PASSAGE SHOWN:

Photo Credit: Jewish Press

I’m not crazy, not really.
I know I act strange at times.
I know I ask too many questions.
I know the door was locked, and you watched me turn the car around… again… to check the lock… again.

But I’m not crazy.


Her hands are red and raw.
She hides them in her lap or behind her back.
But still, she wonders if they’re really clean.
“I did touch the door knob, not with my hands, of course, with my sleeve.
But now I’ve touched my sleeve.”
She needs to wash her hands again.

But she’s not crazy…

She walked through the door, but she didn’t do it right.
She knows it was the eighth time.
“One more time, I’ve got to get it right.”
If she doesn’t do it right, something may happen to her mother.

But she’s not crazy.

I remember the stares, the whispers, the worried faces and the laughs.
Each day, the memories fade a little more.
But I remember so well, the kind support, the gentle encouragement,
And the firm insistence that I resist my temptation
To quit trying and give in to my compulsions.
I remember the times my loved ones laughed with me

When I was finally able to see the humor in my behavior and thoughts.
They rejoiced in my success, even my small steps toward success.
Most of all, I remember the love and prayers.

They prayed when I couldn’t.
They loved me when I couldn’t love myself.

I think I speak for many with this strange illness called OCD,
“Thank you who have supported me and others with OCD.
Without you, our recovery would be slower.
We might not see the need for recovery, we might lose hope.”
To those who laugh and stare and whisper – to you I say, “I’m not crazy.” – Cherry Pedrick

The above poem, written by someone who suffers from Obsessive Compulsive Disorder (OCD) is a peek into the lives of those who struggle daily with an anxiety disorder.


What is Obsessive Compulsive Disorder (OCD)?

OCD is characterized by intrusive thoughts that produce anxiety. With OCD, persistent worries and repetitive rituals can be debilitating. Like the poem above, some with OCD have an obsessive fear of germs and may wash their hands constantly or bathe several times a day. Others with OCD may check door locks and oven dials dozens of times before leaving home. OCD tends to run in families and research shows that there might be a genetic component. According to a recent New York Times article, Obsessive Compulsive Disorder affects over 2.2 million Americans.

People who have OCD have a hard time making decisions, even relatively simple ones, such as what to eat for lunch and what shirt to wear to work, fearing that a wrong choice could end up having disastrous consequences for themselves or others. In my children’s book My Friend, the Worrier, I explain the very real issues associated with OCD in a colorful way so that children can understand.

Dr. Chelsea Lowe, in her book, The Everything Health Guide to OCD, writes, “The United Nations World Health Organization lists OCD as one of the ten most debilitating illnesses when looked at in terms of loss of income and diminished quality of life – to say nothing of the problems it can cause in the sufferer’s interpersonal relationships.” Therefore, Cherry’s problem, while quite serious, is not unique or irreparable.


How can you treat OCD?

EXCERPTED RECORDS:
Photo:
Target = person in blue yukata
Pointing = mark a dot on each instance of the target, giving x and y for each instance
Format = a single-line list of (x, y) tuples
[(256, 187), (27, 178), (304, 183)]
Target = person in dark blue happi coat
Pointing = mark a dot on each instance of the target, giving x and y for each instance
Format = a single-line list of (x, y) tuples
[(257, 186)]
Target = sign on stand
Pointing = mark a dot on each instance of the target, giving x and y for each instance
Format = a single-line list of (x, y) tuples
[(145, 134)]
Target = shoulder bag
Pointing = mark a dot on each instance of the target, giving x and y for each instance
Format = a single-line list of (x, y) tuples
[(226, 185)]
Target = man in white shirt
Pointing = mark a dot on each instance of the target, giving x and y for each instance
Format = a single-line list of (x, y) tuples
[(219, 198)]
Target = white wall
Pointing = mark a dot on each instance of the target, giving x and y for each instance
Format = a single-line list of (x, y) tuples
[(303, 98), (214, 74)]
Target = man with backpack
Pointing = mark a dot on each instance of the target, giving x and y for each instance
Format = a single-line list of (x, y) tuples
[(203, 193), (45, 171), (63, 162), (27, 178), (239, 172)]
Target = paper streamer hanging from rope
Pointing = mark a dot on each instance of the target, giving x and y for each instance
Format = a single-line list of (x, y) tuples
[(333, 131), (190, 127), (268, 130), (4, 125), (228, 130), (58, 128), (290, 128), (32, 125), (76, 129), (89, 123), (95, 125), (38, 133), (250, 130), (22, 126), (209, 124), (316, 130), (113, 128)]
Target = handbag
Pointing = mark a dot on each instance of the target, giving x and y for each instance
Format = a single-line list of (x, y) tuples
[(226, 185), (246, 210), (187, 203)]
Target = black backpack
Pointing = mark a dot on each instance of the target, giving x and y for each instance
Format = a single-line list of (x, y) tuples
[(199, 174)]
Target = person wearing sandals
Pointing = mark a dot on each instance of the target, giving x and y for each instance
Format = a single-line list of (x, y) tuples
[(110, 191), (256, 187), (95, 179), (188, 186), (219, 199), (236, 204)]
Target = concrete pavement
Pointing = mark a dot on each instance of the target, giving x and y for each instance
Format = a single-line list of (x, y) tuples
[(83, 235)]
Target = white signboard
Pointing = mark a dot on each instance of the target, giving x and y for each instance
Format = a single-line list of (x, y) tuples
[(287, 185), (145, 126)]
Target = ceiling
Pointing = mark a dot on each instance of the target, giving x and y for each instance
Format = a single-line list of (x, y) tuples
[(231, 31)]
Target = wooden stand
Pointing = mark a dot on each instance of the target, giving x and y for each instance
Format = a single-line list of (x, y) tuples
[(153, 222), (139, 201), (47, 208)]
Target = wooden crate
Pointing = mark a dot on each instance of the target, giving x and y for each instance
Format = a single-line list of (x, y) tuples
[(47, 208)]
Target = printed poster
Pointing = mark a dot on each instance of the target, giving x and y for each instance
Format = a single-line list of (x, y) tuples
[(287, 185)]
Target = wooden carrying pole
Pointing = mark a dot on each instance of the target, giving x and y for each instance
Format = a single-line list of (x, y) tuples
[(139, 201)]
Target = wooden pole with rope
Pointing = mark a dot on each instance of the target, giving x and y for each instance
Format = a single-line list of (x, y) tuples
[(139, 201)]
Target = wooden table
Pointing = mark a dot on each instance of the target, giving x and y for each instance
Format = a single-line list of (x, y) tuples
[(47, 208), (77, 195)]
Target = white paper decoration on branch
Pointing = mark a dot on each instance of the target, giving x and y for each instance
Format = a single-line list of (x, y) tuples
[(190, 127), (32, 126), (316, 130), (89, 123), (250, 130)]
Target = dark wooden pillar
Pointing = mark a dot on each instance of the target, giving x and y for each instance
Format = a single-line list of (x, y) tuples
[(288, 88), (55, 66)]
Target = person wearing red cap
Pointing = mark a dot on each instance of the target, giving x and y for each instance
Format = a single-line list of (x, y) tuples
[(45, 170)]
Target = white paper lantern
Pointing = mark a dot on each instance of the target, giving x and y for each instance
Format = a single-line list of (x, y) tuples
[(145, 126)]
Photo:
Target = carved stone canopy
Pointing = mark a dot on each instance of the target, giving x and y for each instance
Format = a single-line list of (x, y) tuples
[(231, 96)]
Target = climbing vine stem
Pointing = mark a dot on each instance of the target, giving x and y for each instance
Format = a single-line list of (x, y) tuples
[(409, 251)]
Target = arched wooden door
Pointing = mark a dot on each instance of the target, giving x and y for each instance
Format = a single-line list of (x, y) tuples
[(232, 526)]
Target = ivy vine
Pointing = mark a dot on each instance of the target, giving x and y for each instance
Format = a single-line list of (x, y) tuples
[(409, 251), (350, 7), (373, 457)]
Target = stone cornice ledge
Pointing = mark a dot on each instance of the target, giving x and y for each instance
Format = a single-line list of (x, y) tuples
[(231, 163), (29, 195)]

REQUIREMENT 1:
In the article on OCD, why does the woman in the poem feel she must walk through the door one more time? Answer in one to three sentences.
REQUIREMENT 2:
Answer these questions from the article on OCD.
(a) In the poem, what did the speaker's loved ones do when the speaker couldn't pray?
(b) According to the New York Times article cited, how many Americans does OCD affect?
(c) Which organization lists OCD as one of the ten most debilitating illnesses?
The rows have nothing to do with this work.

WRITTEN SOLUTION 1:
She feels she did not do it right. If she doesn't do it right, something may happen to her mother.

WRITTEN SOLUTION 2:
(a) They prayed.
(b) Over 2.2 million.
(c) The United Nations World Health Organization.